# DATASET:
begin

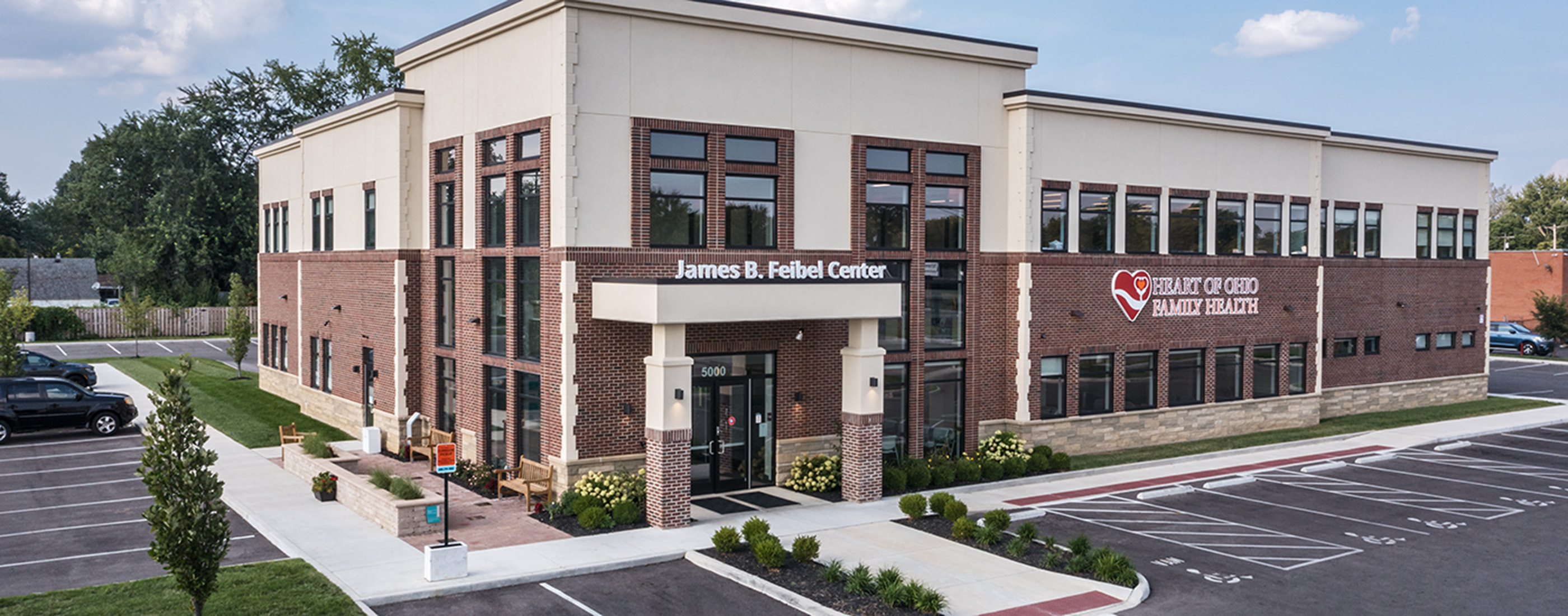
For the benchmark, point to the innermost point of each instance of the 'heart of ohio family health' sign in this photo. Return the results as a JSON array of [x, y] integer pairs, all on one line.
[[1206, 295]]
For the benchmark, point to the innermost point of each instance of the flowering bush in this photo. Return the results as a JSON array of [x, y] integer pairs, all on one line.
[[814, 474]]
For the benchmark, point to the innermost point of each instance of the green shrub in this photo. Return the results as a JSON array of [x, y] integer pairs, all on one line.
[[404, 488], [814, 474], [938, 502], [955, 510], [913, 505], [316, 446], [726, 540], [967, 471], [771, 552], [626, 511], [893, 480], [963, 529], [990, 471], [805, 549]]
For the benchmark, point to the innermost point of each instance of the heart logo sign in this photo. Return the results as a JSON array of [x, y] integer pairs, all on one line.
[[1131, 291]]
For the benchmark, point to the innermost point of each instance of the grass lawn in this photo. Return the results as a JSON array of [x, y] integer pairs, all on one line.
[[261, 589], [237, 408], [1329, 427]]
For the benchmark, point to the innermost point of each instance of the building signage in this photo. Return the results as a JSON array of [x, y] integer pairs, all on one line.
[[794, 270], [1184, 295]]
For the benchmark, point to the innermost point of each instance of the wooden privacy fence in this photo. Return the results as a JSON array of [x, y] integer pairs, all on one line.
[[104, 322]]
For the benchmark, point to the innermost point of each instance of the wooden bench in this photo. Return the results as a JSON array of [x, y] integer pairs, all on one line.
[[528, 480], [426, 446]]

end

# YOUR OBJECTIVE:
Copy the lines above again, from the first line through the line containing "[[104, 322]]", requests included, and shift every coordinate in the answers by adding 15 to it. Leave out the pictures.

# EXERCISE RESULT:
For the benchmark, point to the innermost point of each instance of the 'heart of ohio family health' sign in this photo. Return the results as a JSON array of [x, y] integer pairs, all on one line.
[[1221, 310]]
For the benchmark, point to the innermost point of each instance of the flowering bush in this photo. Return the results as a JSON array of [x, y] integer pairs, all on one line.
[[829, 489]]
For the benchmark, point to the innermost point of each instance of the green shrub in this photo. Return the results as a JSON array of [x, y] integer pairs, all on one line.
[[419, 503], [829, 489], [953, 517], [970, 525], [928, 520], [331, 461], [741, 555], [982, 486], [786, 567], [641, 526], [908, 495], [978, 544], [1005, 486], [820, 564]]
For the benchmark, point to the innermost point of each instance of the heart logo sign in this photo. Return the results as a JSON array of [x, y] integer pairs, all on one line.
[[1146, 306]]
For the benchmark, point to the innermost point of each instance of the grass lawn in this photo. Return the results as a JSON array of [x, y] integer pairs, all on one line.
[[276, 604], [252, 423], [1344, 442]]
For the benchmark, point to the innermost point of each instance of the building signage in this photo. Return the results as a JSON array of [x, y] integer pairs, all on one line.
[[809, 285], [1199, 310]]
For the benchmark, point to the innermost point of each instance of the wooden privacy fence in this photo. Return the results as a JSON array of [x, y] integer pairs, all on one line.
[[119, 337]]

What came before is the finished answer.